• TASK TO COMPLETE: Pull out every line in the listing below that contains the word "green". Copy each of those lines in full.

• DATA:
··········
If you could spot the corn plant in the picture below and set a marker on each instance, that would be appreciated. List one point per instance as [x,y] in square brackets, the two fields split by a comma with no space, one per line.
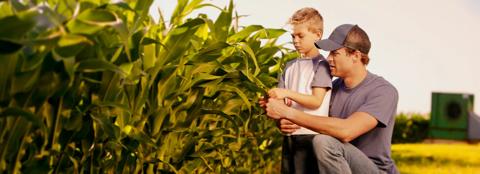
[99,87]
··········
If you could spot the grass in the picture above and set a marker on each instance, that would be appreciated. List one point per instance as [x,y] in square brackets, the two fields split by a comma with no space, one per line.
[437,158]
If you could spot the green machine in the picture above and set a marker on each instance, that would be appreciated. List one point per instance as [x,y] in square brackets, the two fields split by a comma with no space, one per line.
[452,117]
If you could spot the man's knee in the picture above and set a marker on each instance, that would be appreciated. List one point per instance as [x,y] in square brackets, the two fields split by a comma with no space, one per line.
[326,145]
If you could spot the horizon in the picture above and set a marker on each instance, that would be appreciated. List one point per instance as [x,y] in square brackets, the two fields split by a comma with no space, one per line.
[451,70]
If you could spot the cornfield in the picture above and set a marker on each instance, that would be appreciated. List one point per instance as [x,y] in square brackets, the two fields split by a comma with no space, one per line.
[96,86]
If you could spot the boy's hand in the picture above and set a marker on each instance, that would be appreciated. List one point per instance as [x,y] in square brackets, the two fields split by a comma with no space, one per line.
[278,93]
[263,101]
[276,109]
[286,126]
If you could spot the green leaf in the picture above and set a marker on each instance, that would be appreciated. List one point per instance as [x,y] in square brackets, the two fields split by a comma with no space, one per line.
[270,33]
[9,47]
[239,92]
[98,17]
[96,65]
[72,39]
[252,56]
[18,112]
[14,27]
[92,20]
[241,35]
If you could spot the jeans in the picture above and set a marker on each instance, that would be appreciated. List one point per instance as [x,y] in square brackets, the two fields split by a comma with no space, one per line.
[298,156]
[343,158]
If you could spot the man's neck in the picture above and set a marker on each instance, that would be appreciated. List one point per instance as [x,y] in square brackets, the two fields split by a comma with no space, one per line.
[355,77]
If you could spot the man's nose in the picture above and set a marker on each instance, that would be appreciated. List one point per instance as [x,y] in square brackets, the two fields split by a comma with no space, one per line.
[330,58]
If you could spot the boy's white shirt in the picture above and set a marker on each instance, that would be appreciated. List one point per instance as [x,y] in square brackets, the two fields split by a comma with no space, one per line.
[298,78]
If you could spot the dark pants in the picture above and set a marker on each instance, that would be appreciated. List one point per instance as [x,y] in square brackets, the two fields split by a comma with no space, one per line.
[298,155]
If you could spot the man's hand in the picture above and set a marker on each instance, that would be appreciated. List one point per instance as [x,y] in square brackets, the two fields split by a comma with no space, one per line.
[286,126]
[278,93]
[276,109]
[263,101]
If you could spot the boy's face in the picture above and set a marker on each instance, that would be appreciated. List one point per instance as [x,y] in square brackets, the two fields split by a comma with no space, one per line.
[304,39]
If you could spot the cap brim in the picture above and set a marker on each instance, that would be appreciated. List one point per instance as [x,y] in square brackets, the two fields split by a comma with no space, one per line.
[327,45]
··········
• WRITTEN ANSWER:
If you could spot the green machine in the picture above and set a marker on each instance, that would be appreciated. List one point per instance as [x,y] in square brackets, the two fields split by a comma with no space, one per line.
If you could spot the green leaf in the picture above and set a marker on each instance, that would be appreciated. List one point per instance as [x,y] in square brackets, the two fields split by a comma with no space, one per line.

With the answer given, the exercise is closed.